**EXCERPTED TEXT:**
Objectively a “toddler night” is not as bad as a “newborn night”, but it’s your lack of training that makes it feel worse than it is. When you have a newborn that doesn’t sleep and you haven’t slept for 3 or 4 months, you just live in a sleepwalking mode ALL the time. You are very tired, but you almost don’t notice it anymore. After you had a few weeks of good sleep, you will find a sleepless night very difficult indeed. Last night was one of those nights.

It all started at 10, when we “woke up” B for his dose of antibiotics. Unfortunately we never really went back to sleep again.

Just drinking 5ml of medicine didn’t quench his thirst, so we gave him some milk, but that clearly wasn’t enough time with mum and daddy, so once we put him back in his cot he started to moan and moan and moan. After 20 minutes my husband had enough and went to pick him up. Mistake number 1. Once picked up, B realised he was in total control and proceeded to scream every time was put down. So my husband decided to bring him to bed with us. Mistake number 2. In fairness he did calm down and feel asleep, but not for long. After a couple of hours he woke up again and started to moan. He had a temperature.

**PROVIDED MATERIAL:**
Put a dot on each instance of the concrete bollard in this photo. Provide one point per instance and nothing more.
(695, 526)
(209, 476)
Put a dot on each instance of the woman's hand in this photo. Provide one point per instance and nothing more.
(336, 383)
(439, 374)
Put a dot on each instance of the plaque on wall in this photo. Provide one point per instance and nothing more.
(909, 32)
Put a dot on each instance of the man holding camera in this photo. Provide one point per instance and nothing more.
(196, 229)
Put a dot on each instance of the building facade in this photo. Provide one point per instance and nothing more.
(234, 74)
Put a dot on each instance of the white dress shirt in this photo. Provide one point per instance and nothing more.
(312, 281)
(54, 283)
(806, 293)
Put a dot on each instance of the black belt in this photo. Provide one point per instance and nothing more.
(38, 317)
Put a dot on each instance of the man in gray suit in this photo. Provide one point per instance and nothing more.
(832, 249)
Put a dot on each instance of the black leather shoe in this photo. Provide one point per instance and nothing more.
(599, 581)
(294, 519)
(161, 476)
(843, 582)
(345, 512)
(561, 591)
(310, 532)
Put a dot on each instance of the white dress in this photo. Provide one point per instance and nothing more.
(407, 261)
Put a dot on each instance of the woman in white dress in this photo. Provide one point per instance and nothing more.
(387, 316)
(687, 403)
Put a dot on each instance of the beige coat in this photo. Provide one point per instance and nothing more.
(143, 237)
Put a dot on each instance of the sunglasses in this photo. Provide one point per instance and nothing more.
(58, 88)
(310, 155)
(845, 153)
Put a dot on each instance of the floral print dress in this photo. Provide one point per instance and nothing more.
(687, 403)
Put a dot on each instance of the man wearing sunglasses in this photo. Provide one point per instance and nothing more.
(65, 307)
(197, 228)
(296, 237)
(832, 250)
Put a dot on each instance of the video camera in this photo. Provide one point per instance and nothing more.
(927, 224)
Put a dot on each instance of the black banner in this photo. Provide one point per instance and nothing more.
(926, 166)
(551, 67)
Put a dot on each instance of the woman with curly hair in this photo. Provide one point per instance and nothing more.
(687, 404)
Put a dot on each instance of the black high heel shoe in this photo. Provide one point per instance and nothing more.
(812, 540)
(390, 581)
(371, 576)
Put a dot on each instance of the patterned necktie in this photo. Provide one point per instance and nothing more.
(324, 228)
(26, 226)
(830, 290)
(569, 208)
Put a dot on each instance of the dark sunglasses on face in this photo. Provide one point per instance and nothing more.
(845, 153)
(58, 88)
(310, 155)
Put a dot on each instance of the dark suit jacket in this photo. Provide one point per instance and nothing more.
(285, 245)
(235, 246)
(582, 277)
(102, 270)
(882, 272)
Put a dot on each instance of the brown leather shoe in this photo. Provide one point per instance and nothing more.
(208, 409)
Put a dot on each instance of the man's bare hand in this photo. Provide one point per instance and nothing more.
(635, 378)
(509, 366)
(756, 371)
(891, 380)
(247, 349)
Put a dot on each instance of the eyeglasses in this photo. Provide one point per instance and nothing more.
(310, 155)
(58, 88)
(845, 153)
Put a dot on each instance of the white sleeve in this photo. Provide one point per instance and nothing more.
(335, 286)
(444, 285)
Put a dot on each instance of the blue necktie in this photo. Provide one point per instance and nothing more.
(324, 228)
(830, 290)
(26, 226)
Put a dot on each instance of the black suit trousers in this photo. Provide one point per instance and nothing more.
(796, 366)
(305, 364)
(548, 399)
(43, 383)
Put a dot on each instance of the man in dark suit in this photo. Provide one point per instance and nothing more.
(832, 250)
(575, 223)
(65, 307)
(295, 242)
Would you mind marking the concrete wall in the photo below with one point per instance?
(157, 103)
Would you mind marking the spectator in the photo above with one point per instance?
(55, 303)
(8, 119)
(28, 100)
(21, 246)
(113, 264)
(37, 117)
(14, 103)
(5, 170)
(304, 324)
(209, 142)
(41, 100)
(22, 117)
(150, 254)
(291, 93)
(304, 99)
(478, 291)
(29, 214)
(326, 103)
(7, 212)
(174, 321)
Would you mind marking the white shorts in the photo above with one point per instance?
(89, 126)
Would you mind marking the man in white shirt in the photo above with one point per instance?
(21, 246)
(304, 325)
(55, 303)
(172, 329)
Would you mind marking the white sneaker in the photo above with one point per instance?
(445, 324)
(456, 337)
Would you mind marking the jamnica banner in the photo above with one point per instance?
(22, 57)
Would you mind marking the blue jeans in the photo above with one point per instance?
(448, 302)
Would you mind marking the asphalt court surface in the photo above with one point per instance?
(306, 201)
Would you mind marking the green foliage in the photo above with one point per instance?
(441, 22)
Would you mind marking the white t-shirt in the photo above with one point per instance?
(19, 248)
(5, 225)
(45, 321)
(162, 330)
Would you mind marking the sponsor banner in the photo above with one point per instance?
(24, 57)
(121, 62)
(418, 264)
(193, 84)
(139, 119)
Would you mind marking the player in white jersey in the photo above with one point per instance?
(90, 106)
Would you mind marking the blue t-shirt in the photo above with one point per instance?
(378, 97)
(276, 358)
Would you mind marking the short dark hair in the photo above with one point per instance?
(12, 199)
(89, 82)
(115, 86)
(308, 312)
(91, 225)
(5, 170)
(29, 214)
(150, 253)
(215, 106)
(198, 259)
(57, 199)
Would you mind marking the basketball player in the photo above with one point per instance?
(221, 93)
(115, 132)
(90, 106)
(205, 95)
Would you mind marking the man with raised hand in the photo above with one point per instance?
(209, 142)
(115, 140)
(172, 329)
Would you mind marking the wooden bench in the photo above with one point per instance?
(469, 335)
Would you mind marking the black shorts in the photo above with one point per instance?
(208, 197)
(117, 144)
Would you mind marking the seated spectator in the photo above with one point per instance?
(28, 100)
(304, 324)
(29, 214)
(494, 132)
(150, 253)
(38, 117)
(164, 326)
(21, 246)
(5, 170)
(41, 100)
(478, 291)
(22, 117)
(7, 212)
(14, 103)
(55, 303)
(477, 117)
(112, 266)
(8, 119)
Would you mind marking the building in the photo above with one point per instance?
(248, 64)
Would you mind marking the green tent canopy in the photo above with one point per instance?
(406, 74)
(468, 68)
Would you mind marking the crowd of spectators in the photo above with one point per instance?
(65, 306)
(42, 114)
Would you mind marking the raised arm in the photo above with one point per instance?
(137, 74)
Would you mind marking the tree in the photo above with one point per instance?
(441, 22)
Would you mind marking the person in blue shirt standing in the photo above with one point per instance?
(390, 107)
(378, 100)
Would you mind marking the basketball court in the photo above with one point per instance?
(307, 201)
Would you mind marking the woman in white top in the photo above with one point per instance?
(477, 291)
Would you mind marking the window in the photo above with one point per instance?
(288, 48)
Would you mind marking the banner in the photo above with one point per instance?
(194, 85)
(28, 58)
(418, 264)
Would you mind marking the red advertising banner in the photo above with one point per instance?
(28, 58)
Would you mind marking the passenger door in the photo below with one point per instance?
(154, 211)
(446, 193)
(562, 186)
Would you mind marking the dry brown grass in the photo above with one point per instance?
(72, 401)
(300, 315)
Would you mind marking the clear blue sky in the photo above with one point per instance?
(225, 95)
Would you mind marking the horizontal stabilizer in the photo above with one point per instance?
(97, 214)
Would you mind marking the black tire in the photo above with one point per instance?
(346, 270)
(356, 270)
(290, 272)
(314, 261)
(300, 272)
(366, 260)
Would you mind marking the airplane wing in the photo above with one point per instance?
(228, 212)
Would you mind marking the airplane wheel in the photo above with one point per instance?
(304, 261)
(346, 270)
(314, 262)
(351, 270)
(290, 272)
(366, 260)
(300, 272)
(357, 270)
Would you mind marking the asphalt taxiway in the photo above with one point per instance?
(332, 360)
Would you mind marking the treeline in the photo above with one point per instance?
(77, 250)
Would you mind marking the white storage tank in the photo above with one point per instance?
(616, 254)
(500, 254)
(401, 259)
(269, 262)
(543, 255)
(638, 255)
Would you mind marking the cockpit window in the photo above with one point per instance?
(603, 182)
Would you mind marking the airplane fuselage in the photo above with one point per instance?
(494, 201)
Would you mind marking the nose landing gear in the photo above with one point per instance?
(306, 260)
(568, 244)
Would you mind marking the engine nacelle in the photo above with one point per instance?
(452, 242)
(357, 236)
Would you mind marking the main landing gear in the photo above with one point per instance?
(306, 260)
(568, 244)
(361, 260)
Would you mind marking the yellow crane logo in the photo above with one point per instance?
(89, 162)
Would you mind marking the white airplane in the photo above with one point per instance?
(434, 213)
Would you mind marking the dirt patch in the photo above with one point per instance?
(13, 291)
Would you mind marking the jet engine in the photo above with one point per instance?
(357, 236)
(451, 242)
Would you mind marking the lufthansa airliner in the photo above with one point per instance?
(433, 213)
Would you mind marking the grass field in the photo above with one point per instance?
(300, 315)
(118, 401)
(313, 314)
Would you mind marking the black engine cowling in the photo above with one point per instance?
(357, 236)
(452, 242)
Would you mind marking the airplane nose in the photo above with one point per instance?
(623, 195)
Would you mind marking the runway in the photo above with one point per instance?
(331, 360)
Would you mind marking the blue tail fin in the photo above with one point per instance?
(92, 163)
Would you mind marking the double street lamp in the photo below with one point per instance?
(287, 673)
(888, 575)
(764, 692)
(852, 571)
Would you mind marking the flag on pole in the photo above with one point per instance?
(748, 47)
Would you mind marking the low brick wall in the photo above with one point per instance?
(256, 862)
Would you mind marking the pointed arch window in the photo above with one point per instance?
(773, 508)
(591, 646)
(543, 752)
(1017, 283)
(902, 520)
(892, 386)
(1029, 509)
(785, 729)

**QUESTIONS TO ANSWER:**
[1] Do these statements agree with the passage about the sleepless toddler night? For each, answer yes or no and quote the words of the passage that decide it.
(a) B was woken at 10 for a dose of antibiotics.
(b) The husband picked B up after 10 minutes of moaning.
(c) When B woke again after a couple of hours, he had a temperature.
[2] Carry the passage about the sleepless toddler night further, picking up after its final sentence.
The records are separate material and have nothing to do with the passage about the sleepless toddler night.

**ANSWERS:**
[1]
(a) Yes: "It all started at 10, when we “woke up” B for his dose of antibiotics."
(b) No: "After 20 minutes my husband had enough and went to pick him up."
(c) Yes: "After a couple of hours he woke up again and started to moan. He had a temperature."

[2]
Mistake number 3 must have been gave him even more more milk at 2.30AM. We thought he could be hungry or thirsty now that the temperature was down, so the logical thing to do was preparing a bottle of milk. That gave him the energy to start a rave party right in the middle of our bed. He kept on crawling from a side to the other shouting “Ah! Ah! RAH!”. It would have been really funny to watch… at a very different time of the day!

Finally at 3.30AM we convinced him that it was still night and he was supposed to sleep. So he fell asleep with his forehead touching my husband’s forehead. They looked really cute together, but the position implied that a very small baby now was taking at least 50% of the bed, leaving both of his parents on the edges. Not sure how, but my husband went right back to sleep and they both didn’t wake up again for another 3 hours.

The best part is that in all of this chaos, with people running up and down looking for medicines  and thermometers, bottles of milk and calpol, T kept on sleeping like nothing had happened.

Unanswered questions

Becoming a parent means having more responsibilities, having less time for yourself,  but also having a lot more unanswered questions in your life. I’m not talking about “why is he crying NOW??” I’m more thinking of the little mysteries behind everyday things. For example, how can T fall asleep while B is screaming in the cot next to him, but then if I creep slowly in to the room (ninja style), he walks up immediately? How is that possible?

I also wonder about the interaction between the twins sometimes. Why do they randomly start shaking their heads together and looking at the ceiling? What does it mean? I’ll never know, but they find it hilarious and start laughing every time they do it.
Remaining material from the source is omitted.